Retype each of the items below precisely as it stands, omitting the pictures from your copy.

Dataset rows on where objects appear

= = =

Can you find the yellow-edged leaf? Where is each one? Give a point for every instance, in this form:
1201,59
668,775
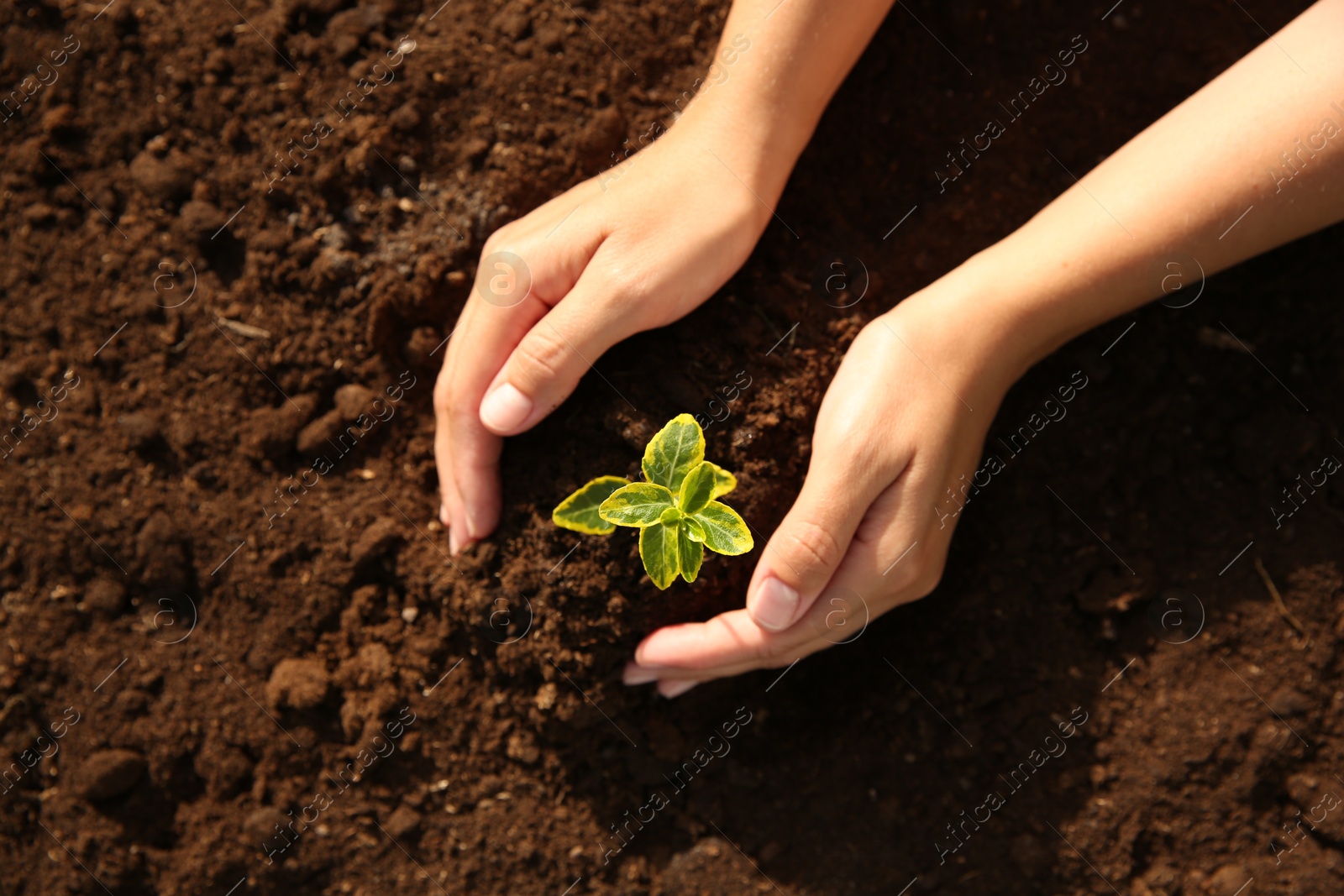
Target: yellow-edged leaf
659,551
690,553
725,531
696,488
723,481
638,504
672,452
578,512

= = =

Correct result:
Can you find the yellow-edged leaf? Where is each one? Give a point for every instance, in this form:
1201,59
668,775
Target: yellow-edged leaf
659,551
690,553
725,531
696,488
723,481
638,504
672,452
578,512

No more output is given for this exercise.